— begin —

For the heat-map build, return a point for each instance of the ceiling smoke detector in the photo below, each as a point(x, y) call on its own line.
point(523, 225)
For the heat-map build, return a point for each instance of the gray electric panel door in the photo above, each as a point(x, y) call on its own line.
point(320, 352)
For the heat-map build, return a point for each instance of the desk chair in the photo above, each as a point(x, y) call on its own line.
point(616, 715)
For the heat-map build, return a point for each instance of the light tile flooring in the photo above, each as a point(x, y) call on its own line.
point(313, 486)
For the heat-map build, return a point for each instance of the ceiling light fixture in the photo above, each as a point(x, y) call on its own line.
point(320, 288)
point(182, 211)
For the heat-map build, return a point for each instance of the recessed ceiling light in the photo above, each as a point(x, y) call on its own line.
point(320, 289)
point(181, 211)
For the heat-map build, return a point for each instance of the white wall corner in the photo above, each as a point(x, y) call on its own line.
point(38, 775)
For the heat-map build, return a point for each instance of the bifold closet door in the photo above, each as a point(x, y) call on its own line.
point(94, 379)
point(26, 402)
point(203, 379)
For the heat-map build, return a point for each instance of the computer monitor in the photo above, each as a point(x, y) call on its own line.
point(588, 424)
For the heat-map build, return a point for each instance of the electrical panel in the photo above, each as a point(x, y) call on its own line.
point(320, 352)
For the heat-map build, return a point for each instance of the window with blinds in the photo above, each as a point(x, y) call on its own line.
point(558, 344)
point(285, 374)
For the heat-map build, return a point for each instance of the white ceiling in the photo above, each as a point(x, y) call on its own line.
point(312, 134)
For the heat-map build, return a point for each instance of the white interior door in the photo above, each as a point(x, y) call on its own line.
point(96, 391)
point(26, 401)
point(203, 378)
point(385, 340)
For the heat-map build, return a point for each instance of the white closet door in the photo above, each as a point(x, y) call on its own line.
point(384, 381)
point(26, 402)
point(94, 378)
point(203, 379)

— end —

Rewrite every line of the listing above as a JSON array of strings, one string per line, and leave out any blank lines.

[
  "For the heat-map build, return a point for each instance of the ceiling smoke detector in the photo below, each as a point(x, y) call on its own line.",
  "point(523, 225)",
  "For the heat-map build, return a point for each instance of the gray electric panel door in the photo above, each as a point(x, y) call on its own line.",
  "point(320, 352)",
  "For the heat-map build, return a point for each instance of the desk chair in the photo above, each as a point(x, y) call on its own line.",
  "point(616, 715)",
  "For the heat-map build, return a point for each instance of the light tile flooring in the photo above, each as a point(x, y) call on its own line.",
  "point(313, 486)",
  "For the heat-map build, return a point for each instance of the ceiling light fixture in the photo above, each as a point(x, y) call on its own line.",
  "point(320, 288)",
  "point(182, 211)",
  "For the heat-map build, return a point for each instance of the recessed ceiling light in the photo above, each as a point(x, y) call on its own line.",
  "point(320, 289)",
  "point(181, 211)",
  "For the heat-map build, return a point for each instance of the white wall corner in the photo above, each as a point(x, y) call on its own line.",
  "point(38, 775)",
  "For the heat-map build, return a point for each instance of the bifold closet door in the photo above, each as a point(x, y) call on its own line.",
  "point(94, 379)",
  "point(26, 402)",
  "point(203, 379)",
  "For the heat-map build, return a point for each instance of the computer monitor in the photo above, each as a point(x, y) call on its own line.",
  "point(588, 424)",
  "For the heat-map build, return a point for each instance of the electrical panel in the photo above, each as a point(x, y) call on its own line.",
  "point(320, 352)",
  "For the heat-map build, return a point for each instance of the window with blinds in the photo above, each as a point(x, y) call on its own line.",
  "point(558, 344)",
  "point(285, 374)",
  "For the heat-map build, return a point for each instance of the white ceiling in the photo above, each as a point(x, y) call on its own line.",
  "point(312, 134)",
  "For the heat-map build, return a point for each instance of the white interior door in the photo above, each as a point(x, y) call on its own line.",
  "point(96, 391)",
  "point(26, 401)",
  "point(203, 378)",
  "point(385, 340)",
  "For the heat-map build, return a point for each instance of the white closet door in the photo above, each as a point(x, y) call on its own line.",
  "point(384, 381)",
  "point(26, 402)",
  "point(94, 378)",
  "point(203, 379)"
]